**Work order:** Which lines run from the one containing "Detect pointed web" to the end of the material below? Copy them exactly, pictures excluded.

**Dataset extract:**
----

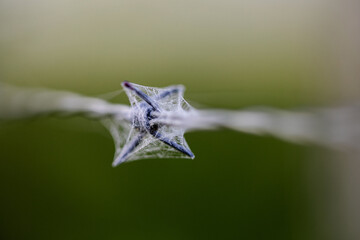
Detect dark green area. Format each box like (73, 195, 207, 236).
(0, 117, 315, 240)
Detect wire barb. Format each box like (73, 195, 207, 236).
(112, 81, 194, 166)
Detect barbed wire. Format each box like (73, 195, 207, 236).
(1, 82, 358, 165)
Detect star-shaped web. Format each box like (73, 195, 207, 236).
(105, 81, 195, 166)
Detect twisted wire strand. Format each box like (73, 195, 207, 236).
(0, 82, 131, 121)
(1, 82, 359, 150)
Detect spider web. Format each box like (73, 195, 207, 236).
(104, 82, 195, 165)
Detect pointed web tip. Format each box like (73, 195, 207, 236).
(122, 81, 133, 89)
(184, 149, 195, 159)
(112, 162, 119, 168)
(184, 148, 195, 159)
(112, 157, 125, 167)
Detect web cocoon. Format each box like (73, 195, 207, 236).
(104, 82, 194, 165)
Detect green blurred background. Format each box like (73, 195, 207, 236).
(0, 1, 347, 239)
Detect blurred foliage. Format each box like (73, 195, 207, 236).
(0, 1, 337, 239)
(0, 118, 316, 240)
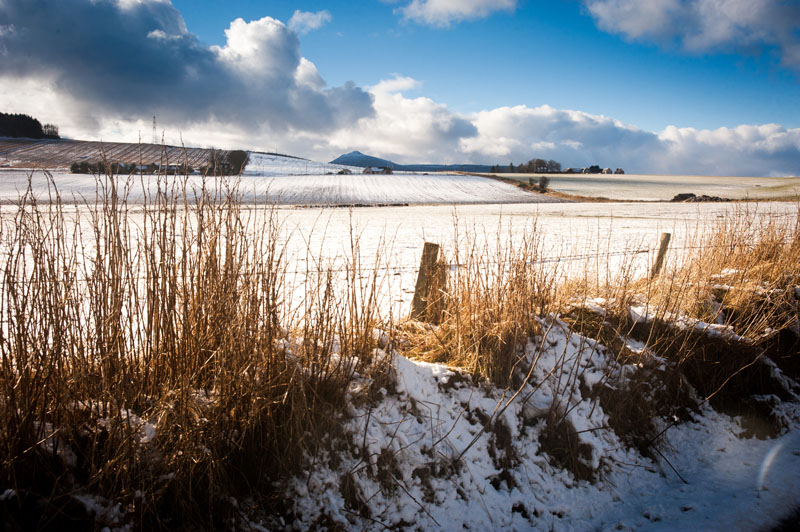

----

**Answer section:**
Detect pointed web tip. Format each box like (73, 195, 207, 236).
(122, 81, 133, 89)
(184, 149, 195, 159)
(112, 162, 119, 168)
(184, 148, 195, 159)
(112, 157, 125, 167)
Detect web cocoon. Format each box like (73, 195, 207, 236).
(104, 82, 194, 165)
Detect green blurred background. Format each box like (73, 195, 207, 236).
(0, 1, 347, 239)
Detect blurred foliage. Format each box like (73, 195, 207, 236).
(0, 1, 337, 239)
(0, 118, 316, 240)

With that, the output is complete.